───── Testo

L’invasione su vasta scala dell’Ucraina non è mai stata una guerra tra due soli Stati, non è Mosca contro Kyjiv. È una sfida che Vladimir Putin ha lanciato a tutta l’Europa e all’Occidente in senso più ampio, quindi a tutte le democrazie liberali. E non è da solo nella sua battaglia. Da tempo sappiamo che al fianco della Russia ci sono l’Iran, la Corea del Nord, la Cina e altri alleati, Stati canaglia, prevalentemente asiatici, che in un modo o nell’altro danno aiuto al Cremlino, rimpolpano le fila dell’esercito invasore, armano l’aggressore e contribuiscono allo spargimento di sangue. Curiosamente, sono corsi in aiuto di Putin Paesi che hanno alle spalle una storia di violenze perpetrate dai russi in varie fasi del loro imperialismo coloniale.

──────────
───── Righe di dati

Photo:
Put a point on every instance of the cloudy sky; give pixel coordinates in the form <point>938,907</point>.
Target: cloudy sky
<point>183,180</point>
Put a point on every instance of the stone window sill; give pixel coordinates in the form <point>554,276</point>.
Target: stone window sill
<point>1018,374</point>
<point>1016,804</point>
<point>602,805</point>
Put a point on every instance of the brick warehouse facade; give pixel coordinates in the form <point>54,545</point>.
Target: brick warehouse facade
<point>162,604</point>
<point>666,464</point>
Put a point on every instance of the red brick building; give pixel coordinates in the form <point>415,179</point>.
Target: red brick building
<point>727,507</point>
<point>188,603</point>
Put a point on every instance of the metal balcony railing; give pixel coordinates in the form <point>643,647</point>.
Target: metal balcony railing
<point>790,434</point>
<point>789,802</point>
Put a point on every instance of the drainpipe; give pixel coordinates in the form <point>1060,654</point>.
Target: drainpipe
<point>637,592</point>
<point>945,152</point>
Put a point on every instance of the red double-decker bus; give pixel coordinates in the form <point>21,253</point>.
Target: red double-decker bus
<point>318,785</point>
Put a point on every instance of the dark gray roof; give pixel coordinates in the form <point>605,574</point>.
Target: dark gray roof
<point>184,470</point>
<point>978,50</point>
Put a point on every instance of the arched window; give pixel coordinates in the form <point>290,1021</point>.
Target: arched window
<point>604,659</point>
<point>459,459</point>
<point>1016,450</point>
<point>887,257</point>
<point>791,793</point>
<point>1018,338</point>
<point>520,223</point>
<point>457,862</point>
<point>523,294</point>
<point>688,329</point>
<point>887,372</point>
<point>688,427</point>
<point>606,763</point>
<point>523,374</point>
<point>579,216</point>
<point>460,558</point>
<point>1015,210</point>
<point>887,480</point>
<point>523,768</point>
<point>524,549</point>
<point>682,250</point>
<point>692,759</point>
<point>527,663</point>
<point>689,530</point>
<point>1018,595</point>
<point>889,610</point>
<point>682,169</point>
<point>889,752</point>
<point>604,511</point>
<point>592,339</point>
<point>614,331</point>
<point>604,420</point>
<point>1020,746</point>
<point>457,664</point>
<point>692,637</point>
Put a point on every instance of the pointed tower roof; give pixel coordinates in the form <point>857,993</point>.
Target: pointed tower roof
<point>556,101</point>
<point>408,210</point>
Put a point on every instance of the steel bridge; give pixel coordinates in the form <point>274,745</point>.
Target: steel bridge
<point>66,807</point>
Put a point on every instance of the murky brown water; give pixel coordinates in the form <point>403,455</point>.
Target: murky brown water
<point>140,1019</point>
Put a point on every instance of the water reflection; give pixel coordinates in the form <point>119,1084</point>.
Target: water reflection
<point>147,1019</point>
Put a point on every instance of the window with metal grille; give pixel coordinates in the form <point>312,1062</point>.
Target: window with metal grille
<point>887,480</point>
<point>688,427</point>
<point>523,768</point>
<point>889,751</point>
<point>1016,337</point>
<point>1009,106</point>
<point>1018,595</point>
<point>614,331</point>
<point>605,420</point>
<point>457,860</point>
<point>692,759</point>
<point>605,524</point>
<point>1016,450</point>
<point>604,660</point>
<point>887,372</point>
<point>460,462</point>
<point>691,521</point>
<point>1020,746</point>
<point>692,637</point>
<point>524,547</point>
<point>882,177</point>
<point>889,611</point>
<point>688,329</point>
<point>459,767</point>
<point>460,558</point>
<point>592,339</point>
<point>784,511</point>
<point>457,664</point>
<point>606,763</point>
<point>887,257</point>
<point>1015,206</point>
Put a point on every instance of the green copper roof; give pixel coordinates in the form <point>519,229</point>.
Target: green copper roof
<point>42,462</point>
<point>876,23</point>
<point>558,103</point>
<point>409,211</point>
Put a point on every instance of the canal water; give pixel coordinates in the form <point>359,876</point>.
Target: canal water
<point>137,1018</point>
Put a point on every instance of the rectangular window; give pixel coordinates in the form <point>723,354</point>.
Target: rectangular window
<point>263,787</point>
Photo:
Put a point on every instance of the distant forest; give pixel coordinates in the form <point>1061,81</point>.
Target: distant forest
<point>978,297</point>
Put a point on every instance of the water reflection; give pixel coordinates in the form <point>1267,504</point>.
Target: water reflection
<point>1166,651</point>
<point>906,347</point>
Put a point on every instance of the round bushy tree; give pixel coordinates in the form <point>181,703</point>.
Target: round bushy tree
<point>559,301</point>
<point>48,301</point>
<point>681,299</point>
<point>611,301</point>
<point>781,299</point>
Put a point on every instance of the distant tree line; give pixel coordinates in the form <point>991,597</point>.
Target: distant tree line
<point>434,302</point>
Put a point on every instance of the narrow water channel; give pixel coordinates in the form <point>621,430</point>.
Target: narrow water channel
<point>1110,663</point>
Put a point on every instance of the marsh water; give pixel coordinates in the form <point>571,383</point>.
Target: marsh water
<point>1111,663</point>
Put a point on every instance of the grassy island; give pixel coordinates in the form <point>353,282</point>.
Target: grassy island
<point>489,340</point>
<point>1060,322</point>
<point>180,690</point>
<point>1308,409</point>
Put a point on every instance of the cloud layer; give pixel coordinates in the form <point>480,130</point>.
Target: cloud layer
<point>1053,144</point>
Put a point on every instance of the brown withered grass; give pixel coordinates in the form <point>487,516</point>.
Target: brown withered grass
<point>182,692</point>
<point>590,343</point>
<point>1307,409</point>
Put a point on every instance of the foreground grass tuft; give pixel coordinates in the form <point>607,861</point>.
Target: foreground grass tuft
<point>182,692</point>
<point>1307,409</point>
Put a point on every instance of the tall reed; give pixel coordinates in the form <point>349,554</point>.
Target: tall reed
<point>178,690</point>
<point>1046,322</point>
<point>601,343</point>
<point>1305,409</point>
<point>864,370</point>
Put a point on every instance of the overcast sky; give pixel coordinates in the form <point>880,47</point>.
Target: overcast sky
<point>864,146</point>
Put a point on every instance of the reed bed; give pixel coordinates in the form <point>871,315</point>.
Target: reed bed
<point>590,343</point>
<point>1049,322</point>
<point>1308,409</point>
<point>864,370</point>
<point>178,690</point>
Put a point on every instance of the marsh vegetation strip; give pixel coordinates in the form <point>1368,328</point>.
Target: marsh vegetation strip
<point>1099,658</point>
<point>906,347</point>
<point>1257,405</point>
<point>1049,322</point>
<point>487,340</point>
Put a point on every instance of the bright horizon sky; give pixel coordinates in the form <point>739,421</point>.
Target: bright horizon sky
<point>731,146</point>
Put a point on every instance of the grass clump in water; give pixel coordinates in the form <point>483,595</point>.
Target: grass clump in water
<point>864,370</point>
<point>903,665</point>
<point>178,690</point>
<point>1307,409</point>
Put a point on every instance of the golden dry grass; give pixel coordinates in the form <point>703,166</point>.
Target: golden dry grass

──────────

Compiti da svolgere
1. Nel testo sull'invasione dell'Ucraina, quali Paesi vengono indicati al fianco della Russia?
2. Scrivi il seguito del testo sull'invasione dell'Ucraina, cominciando dopo la sua ultima frase.
L'elenco non ha alcun legame con il testo.

Elenco risposte
1. L'Iran, la Corea del Nord, la Cina e altri alleati.

2.
Prendiamo ad esempio la Cina, finita nelle mire dello zar Nicola II (seconda metà dell’Ottocento). Già a metà del diciannovesimo secolo, l’Impero russo aveva approfittato dei tumulti delle Guerre dell’Oppio e della Rivolta dei Taiping per conquistare la Manciuria Esterna, puntando a un comodo accesso all’Oceano Pacifico. Il conte Nikolai Muraviev, governatore generale della Siberia orientale, inviò truppe nel territorio controllato dai cinesi lungo il fiume Amur, rassicurando i rappresentanti cinesi sulle presunte buone intenzioni della Russia: «Non crediate, signori, che la Russia stia cercando di espandere i suoi confini: la vastità, la forza e il potere del nostro Stato possono essere una garanzia sufficiente che tali calcoli non facciano parte dei nostri piani e delle nostre intenzioni».

L’unica preoccupazione della Russia, secondo Muraviev, era «proteggere i propri confini». Eppure, le preoccupazioni per la sicurezza giustificavano un’espansione ulteriore. Come scrisse in un’altra occasione, «la vicina e popolosa Cina, attualmente impotente a causa della sua ignoranza, potrebbe facilmente diventare pericolosa per noi sotto l’influenza e la guida di inglesi e francesi». Così nel giro di pochi anni, la Cina fu costretta a firmare due trattati molto squilibrati a favore della Russia, nel 1858 e nel 1860, cedendo enormi territori – grandi quanto Francia e Germania messe insieme – che sarebbero diventati il cosiddetto Estremo Oriente russo.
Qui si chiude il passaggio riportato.